Excerpted data Start Marker

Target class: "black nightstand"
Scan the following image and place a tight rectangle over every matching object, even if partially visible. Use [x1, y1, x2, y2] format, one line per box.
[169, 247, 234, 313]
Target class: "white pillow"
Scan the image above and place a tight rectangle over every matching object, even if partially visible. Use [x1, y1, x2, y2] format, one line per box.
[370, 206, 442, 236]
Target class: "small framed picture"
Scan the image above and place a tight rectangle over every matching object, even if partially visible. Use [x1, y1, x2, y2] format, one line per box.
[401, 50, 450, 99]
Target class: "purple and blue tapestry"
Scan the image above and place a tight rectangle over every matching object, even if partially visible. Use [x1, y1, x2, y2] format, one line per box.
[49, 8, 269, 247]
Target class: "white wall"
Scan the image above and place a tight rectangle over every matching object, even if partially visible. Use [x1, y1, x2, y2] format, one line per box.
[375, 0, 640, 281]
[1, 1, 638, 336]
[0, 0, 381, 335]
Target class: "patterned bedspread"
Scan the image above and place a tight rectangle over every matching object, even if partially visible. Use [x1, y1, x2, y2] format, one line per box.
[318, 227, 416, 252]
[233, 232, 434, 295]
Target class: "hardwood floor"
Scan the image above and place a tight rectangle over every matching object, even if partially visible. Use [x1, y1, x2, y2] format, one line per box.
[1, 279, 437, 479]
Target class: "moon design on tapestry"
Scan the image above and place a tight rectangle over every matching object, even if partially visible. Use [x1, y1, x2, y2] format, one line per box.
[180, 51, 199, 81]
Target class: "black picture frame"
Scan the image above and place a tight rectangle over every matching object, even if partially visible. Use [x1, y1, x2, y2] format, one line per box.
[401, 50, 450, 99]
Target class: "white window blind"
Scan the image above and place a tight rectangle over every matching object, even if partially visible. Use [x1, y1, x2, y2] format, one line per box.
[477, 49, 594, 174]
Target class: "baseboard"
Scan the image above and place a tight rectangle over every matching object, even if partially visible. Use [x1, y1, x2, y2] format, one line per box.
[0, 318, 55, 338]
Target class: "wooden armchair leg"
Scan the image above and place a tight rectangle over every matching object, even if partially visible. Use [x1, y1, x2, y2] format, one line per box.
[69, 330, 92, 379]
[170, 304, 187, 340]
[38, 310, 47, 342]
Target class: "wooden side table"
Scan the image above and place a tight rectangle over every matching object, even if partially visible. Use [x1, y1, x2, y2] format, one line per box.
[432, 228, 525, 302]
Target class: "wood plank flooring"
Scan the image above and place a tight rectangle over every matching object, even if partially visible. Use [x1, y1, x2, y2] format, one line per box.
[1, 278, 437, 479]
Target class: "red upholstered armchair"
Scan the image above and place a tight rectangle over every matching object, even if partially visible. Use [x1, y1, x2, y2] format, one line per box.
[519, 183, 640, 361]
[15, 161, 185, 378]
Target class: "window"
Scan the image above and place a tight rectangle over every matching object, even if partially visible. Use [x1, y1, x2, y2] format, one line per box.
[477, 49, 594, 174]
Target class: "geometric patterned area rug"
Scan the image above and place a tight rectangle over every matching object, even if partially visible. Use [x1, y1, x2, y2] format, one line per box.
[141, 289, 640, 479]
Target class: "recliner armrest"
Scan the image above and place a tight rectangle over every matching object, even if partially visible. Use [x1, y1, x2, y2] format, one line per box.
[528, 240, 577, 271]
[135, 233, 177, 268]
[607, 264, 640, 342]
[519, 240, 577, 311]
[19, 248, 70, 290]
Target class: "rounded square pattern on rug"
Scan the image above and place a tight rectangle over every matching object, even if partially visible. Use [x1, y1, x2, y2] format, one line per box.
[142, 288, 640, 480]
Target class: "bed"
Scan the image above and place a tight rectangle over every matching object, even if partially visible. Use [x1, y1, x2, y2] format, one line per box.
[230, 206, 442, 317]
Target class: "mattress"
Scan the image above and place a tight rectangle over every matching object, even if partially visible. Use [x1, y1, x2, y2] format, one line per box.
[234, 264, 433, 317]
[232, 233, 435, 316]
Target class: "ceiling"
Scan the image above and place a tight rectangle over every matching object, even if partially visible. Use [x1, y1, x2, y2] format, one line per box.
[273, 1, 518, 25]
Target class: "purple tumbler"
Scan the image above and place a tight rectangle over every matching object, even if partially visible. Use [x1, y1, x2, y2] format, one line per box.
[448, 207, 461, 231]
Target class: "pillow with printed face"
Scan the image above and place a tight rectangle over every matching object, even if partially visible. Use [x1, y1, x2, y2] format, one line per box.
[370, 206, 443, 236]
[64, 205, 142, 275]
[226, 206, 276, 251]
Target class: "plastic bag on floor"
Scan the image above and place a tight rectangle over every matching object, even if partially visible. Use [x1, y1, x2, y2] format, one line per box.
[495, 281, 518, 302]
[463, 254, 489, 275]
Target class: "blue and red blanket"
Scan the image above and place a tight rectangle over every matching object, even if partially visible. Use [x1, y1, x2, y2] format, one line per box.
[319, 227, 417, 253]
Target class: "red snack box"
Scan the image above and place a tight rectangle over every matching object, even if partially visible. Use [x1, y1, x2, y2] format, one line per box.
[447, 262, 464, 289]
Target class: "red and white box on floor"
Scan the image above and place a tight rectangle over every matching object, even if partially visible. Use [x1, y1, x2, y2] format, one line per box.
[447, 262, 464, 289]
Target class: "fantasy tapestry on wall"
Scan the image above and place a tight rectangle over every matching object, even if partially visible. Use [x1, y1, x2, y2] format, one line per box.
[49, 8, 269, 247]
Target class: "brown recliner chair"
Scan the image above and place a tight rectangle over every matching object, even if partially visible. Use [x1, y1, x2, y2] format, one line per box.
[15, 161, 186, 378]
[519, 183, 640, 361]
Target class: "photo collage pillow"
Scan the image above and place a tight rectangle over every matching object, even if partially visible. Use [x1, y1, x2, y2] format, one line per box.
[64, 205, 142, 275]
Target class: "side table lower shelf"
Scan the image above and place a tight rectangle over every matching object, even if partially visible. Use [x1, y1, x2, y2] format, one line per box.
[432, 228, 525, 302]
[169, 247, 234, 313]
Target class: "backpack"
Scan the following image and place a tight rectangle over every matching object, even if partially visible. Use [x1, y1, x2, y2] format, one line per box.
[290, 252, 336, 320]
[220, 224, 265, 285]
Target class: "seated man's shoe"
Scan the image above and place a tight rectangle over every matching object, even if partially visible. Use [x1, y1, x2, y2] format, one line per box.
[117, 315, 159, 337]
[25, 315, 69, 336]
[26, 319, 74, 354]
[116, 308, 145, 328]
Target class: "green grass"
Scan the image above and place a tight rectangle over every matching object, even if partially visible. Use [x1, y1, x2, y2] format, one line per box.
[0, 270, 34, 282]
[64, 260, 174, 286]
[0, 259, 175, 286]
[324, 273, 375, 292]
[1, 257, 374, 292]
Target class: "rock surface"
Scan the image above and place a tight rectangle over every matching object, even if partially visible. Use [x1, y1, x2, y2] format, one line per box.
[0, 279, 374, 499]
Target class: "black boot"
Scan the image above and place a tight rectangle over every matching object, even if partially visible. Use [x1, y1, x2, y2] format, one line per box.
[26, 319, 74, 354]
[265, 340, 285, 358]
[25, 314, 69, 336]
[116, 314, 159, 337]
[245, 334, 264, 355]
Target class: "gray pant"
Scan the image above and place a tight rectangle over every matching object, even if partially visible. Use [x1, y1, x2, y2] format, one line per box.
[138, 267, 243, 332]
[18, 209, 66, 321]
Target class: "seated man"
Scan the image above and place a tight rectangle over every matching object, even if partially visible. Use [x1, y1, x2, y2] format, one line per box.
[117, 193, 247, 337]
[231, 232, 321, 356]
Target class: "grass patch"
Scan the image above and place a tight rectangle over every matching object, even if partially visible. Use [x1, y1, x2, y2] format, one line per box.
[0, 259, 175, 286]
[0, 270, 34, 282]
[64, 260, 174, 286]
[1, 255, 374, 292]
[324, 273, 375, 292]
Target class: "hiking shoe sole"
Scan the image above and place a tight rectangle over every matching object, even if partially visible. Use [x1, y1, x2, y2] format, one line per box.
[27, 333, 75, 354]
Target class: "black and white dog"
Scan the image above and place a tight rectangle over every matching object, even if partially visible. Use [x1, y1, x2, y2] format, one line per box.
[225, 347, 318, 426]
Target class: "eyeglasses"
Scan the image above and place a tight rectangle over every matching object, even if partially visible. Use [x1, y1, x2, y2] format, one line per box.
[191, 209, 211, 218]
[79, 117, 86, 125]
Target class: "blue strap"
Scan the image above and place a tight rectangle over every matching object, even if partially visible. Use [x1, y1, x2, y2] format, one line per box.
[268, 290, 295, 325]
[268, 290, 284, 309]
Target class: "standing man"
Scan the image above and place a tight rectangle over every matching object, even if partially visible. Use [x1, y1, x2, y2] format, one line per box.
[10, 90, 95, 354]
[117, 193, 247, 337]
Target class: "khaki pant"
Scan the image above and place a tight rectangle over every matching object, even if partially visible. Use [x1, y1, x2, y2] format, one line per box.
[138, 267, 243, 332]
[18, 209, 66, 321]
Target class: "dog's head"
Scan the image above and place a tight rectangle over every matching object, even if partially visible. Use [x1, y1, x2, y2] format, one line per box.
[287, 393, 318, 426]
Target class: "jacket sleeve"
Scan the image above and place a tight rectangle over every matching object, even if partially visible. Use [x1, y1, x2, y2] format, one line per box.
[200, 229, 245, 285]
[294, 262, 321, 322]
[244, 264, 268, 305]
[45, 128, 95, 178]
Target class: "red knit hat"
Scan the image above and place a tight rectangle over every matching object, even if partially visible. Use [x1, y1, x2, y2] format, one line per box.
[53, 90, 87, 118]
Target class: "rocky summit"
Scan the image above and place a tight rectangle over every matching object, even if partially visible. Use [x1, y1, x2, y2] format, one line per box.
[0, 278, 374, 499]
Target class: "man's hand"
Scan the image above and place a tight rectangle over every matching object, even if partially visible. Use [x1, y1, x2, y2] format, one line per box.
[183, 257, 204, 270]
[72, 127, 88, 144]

Excerpted data End Marker

Work order:
Search the data above for the word "window". Copy each line it is in.

Task solution:
Target class: "white window blind"
Target class: "window"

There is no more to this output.